*Stated exercise 1*
Pick out every line of the rows below that contains the string "green". Case counts.

*Page excerpt*
┌────────

You can avoid the mark_page_dirty if SPTE_DONT_DIRTY? (which is a good idea,
gfn_to_memslot_unaliased and friends show up high in profiling).

>  set_pte:
>       set_shadow_pte(shadow_pte, spte);
> diff --git a/arch/x86/kvm/svm.c b/arch/x86/kvm/svm.c
> index 37397f6..5b6351e 100644
> --- a/arch/x86/kvm/svm.c
> +++ b/arch/x86/kvm/svm.c
> @@ -2724,6 +2724,11 @@ static u64 svm_get_mt_mask(struct kvm_vcpu *vcpu, 
> gfn_t gfn, bool is_mmio)
>       return 0;
>  }
>  
> +static int svm_dirty_bit_support(void)
> +{
> +     return 1;
> +}
> +
>  static struct kvm_x86_ops svm_x86_ops = {
>       .cpu_has_kvm_support = has_svm,
>       .disabled_by_bios = is_disabled,
> @@ -2785,6 +2790,8 @@ static struct kvm_x86_ops svm_x86_ops = {
>       .set_tss_addr = svm_set_tss_addr,
>       .get_tdp_level = get_npt_level,
>       .get_mt_mask = svm_get_mt_mask,
> +
> +     .dirty_bit_support = svm_dirty_bit_support,
>  };
>  
>  static int __init svm_init(void)

└────────

*Record set*
┌────────

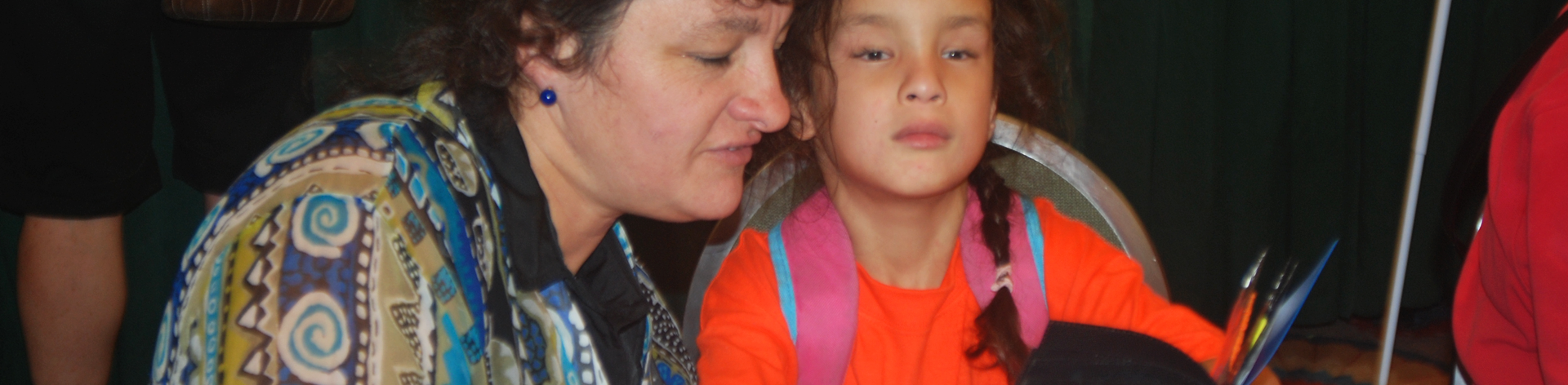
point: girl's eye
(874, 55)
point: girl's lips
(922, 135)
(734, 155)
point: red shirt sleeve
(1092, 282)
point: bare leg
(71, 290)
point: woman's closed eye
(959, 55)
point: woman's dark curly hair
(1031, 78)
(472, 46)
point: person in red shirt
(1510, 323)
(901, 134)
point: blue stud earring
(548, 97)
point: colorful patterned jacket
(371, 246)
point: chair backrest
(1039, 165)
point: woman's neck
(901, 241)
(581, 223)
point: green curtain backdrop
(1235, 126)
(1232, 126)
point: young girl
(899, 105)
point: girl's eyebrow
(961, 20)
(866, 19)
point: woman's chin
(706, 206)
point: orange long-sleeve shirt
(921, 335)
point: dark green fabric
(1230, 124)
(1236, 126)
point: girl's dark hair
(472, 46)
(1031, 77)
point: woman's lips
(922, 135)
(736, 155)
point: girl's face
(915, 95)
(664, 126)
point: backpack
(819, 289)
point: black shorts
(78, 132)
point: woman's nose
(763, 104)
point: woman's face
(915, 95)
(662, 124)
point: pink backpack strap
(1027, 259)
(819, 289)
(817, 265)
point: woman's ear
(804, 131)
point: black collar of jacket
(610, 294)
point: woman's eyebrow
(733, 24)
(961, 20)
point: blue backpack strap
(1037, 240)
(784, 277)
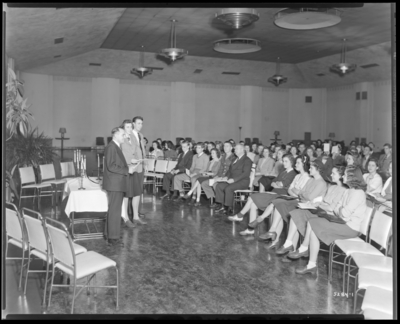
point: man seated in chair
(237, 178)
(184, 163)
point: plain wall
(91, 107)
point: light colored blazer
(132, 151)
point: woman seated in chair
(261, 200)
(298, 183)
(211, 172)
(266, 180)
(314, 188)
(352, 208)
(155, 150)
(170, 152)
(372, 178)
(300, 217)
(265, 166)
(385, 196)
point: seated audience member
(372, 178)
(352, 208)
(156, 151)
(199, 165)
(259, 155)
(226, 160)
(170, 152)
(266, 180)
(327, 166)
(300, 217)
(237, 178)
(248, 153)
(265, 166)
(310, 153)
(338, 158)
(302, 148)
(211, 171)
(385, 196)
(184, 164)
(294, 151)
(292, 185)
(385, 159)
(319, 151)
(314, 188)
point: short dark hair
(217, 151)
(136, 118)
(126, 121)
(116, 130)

└────────
┌────────

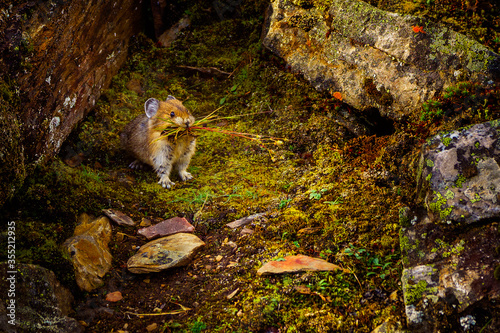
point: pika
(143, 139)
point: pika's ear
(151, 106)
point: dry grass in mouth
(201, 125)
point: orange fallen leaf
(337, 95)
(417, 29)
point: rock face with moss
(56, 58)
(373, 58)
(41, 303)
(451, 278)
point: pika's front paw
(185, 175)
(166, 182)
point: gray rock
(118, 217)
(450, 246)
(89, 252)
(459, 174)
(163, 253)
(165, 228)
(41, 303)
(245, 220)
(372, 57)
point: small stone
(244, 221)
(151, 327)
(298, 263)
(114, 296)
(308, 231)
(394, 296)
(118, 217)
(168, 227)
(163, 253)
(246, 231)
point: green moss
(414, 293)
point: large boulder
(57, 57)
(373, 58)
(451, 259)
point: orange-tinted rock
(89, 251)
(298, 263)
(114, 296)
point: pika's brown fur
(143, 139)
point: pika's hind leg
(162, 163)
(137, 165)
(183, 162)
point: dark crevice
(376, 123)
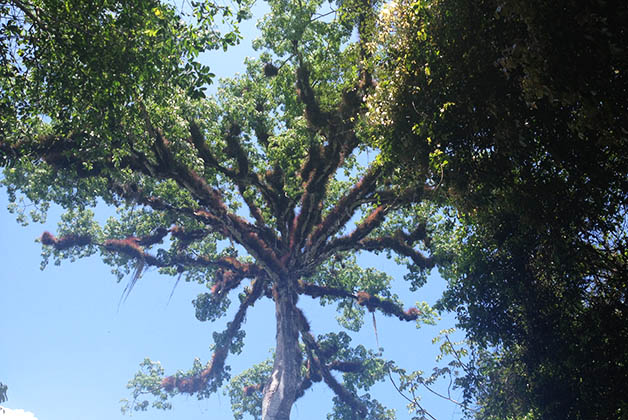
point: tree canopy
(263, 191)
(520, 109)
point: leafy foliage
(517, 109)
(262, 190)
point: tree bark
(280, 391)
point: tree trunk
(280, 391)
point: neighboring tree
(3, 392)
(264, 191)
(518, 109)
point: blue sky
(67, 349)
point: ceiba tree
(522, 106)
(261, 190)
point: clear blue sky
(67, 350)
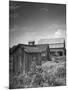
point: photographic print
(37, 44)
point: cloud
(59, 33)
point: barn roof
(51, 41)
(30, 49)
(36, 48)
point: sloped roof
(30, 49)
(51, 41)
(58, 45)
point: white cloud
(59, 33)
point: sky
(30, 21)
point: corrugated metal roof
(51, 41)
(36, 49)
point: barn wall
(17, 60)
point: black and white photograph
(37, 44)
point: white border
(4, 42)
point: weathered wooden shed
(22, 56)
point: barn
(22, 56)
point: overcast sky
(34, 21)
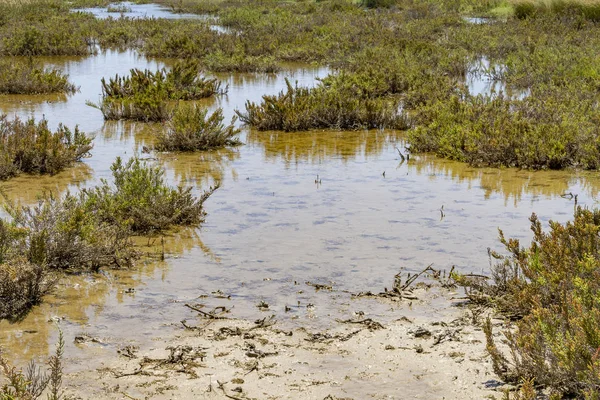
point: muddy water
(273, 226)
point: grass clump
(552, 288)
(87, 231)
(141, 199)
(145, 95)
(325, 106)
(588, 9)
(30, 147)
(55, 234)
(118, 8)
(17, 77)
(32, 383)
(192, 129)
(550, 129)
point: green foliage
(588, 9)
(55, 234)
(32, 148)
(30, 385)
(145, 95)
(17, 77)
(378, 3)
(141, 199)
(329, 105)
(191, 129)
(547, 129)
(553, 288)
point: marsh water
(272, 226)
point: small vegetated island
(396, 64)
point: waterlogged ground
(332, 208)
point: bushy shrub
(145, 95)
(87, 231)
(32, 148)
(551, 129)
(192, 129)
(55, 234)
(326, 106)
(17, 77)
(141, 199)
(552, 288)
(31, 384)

└────────
┌────────

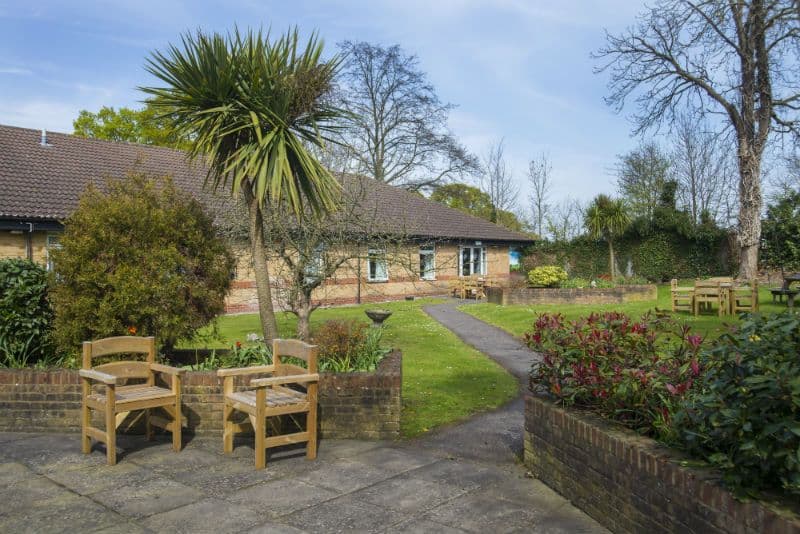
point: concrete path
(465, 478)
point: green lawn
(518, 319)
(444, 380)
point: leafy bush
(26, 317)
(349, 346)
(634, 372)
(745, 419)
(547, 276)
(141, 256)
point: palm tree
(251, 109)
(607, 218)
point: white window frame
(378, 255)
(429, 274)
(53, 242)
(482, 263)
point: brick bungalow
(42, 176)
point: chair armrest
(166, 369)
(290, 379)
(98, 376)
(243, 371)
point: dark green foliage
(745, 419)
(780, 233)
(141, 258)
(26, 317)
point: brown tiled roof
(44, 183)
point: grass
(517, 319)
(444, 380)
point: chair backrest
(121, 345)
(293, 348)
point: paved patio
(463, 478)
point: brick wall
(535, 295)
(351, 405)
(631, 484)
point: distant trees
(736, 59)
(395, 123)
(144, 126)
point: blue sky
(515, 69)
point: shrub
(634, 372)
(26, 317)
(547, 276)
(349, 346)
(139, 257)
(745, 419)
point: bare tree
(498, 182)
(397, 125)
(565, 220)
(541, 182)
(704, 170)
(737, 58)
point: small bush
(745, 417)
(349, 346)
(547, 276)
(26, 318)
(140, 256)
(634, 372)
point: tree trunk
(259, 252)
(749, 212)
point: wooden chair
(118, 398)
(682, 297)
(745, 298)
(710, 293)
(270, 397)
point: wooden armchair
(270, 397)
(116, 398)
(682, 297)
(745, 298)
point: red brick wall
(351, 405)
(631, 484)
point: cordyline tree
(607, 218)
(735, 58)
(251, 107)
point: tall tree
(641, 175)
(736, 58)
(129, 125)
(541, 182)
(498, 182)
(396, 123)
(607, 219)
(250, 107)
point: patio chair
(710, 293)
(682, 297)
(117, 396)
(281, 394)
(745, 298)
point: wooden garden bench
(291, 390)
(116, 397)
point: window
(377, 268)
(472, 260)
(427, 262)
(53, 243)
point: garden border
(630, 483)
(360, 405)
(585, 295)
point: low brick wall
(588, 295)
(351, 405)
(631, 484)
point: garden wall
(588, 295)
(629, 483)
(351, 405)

└────────

*Stated exercise 2*
According to the KVM patch review excerpt, why is avoiding mark_page_dirty when SPTE_DONT_DIRTY is set a good idea? Answer in one to three sentences.

*Full answer 1*
point: green curtain backdrop
point: dark green fabric
point: green moss
point: green foliage
point: green lawn
point: dark green foliage

*Full answer 2*
Avoiding mark_page_dirty in that case is worthwhile because gfn_to_memslot_unaliased and related functions show up high in profiling.